- SHORT PROBLEM -
What follows is a set of records, each of which is to be written out exactly.

— BEGIN —

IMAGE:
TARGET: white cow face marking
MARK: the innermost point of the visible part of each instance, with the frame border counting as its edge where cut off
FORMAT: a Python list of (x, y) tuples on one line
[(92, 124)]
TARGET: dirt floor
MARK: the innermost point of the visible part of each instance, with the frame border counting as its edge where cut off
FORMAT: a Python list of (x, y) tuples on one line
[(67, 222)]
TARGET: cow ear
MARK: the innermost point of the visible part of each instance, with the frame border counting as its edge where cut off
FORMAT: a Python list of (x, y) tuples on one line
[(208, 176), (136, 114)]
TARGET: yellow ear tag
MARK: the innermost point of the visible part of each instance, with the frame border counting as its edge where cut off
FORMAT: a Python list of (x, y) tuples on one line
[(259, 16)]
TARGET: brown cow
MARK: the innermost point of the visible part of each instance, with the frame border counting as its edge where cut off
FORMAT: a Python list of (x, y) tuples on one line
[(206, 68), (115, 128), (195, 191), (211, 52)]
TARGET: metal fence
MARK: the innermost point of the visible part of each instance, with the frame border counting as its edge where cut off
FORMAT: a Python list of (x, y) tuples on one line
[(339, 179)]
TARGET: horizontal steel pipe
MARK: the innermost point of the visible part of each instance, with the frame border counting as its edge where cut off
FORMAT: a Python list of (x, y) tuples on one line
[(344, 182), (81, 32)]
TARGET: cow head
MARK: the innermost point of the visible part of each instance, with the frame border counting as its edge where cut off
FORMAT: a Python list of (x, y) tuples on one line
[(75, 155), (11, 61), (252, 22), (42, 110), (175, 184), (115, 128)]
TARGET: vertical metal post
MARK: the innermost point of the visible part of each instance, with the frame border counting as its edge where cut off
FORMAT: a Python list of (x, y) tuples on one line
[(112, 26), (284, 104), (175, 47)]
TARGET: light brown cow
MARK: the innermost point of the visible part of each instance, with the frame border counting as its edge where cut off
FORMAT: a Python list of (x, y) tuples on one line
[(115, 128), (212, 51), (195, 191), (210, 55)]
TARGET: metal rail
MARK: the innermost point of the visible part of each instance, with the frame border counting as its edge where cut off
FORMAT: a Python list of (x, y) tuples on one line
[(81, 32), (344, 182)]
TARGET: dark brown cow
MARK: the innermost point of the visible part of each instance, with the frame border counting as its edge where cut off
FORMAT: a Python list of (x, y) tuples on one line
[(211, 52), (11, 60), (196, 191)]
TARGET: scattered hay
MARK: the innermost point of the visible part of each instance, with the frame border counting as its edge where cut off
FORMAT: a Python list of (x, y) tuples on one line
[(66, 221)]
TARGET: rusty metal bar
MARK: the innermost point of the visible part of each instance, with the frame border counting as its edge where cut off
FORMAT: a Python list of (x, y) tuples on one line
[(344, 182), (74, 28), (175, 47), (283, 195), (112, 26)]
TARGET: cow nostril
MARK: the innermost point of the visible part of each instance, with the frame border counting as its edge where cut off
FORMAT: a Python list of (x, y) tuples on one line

— END —

- EXERCISE ANSWER -
IMAGE:
TARGET: white cow face marking
MARK: the innermost point of the visible part of each instance, with the frame border counting as its edge where cut off
FORMAT: a Python list of (x, y) tuples on one line
[(92, 124)]
TARGET: dirt floor
MARK: the innermost point of the visible part of each instance, with the frame border counting as its edge where cut off
FORMAT: a Python list of (x, y) tuples on one line
[(67, 222)]
TARGET: cow ear
MARK: the innermost point of the visible part of each instance, with the frame border counting as its edge where cut off
FORMAT: a Python list of (x, y) tuples on one line
[(208, 176), (136, 114)]
TARGET: yellow ear tag
MARK: the innermost point of the visible part of each instance, with the frame border counting as its edge where cut off
FORMAT: a Python list of (x, y) tuples on one line
[(259, 16)]
TARGET: brown cow
MARK: the innermost point of the visible part of each instance, with the frame border counting as its edge where cut off
FORMAT: a Python list of (x, y) tuples on one line
[(206, 68), (115, 128), (195, 191), (211, 52)]
TARGET: metal fence
MARK: the innermost point of the visible part of each instance, with the frame border counting as its edge where cut off
FORMAT: a Python list of (x, y) tuples on one line
[(339, 179)]
TARGET: horizontal steel pipe
MARK: the innermost point of the visible part of each instance, with the frame border counting as its edge where cut off
FORMAT: a Python list of (x, y) tuples on one line
[(344, 182), (81, 32)]
TARGET: cow head
MARK: the innermost point of the visible part of each instance, with the frame border counting as its edge where cut off
FORMAT: a Python list of (x, y) tuples on one line
[(75, 155), (11, 61), (252, 22), (42, 110), (175, 184), (115, 128)]
TARGET: vertical metal post
MARK: the innermost point of the visible part of each instance, with the frame border counting as its edge where cut off
FORMAT: a Python list of (x, y) tuples on one line
[(112, 26), (284, 104), (175, 47)]
TARGET: light brown cow
MARK: the innermost point of the visible part of each instance, with the frame border counting as its edge where cut off
FORMAT: a Python list of (x, y) tuples on one line
[(115, 128), (212, 51), (195, 191), (210, 55)]
TARGET: metal rail
MARK: the innermost point of the visible part of each instance, with the frame border counting as its edge where cut off
FORMAT: a Python list of (x, y) tuples on one line
[(81, 32), (344, 182)]
TARGET: dark brown cow
MARK: the innermost point of the visible part of each instance, with the frame border counting as its edge where cut off
FORMAT: a Python list of (x, y) tuples on one line
[(211, 52), (11, 60), (196, 191)]
TARGET: scattered hay
MARK: the innermost point of the visible part of each instance, with the frame border counting as its edge where cut off
FORMAT: a Python list of (x, y) tuples on one line
[(66, 221)]
TARGET: rusty metal bar
MARK: the innermost point of the visible part of each instance, with the frame border counting as its edge where cut off
FORMAT: a Python list of (x, y) tuples on one line
[(344, 182), (74, 28), (175, 47), (283, 195), (112, 26)]
TARGET: cow nostril
MARK: the innermost point of the visible part of each instance, with the frame border counting as its edge where cut off
FORMAT: a Python list of (x, y) tuples on one line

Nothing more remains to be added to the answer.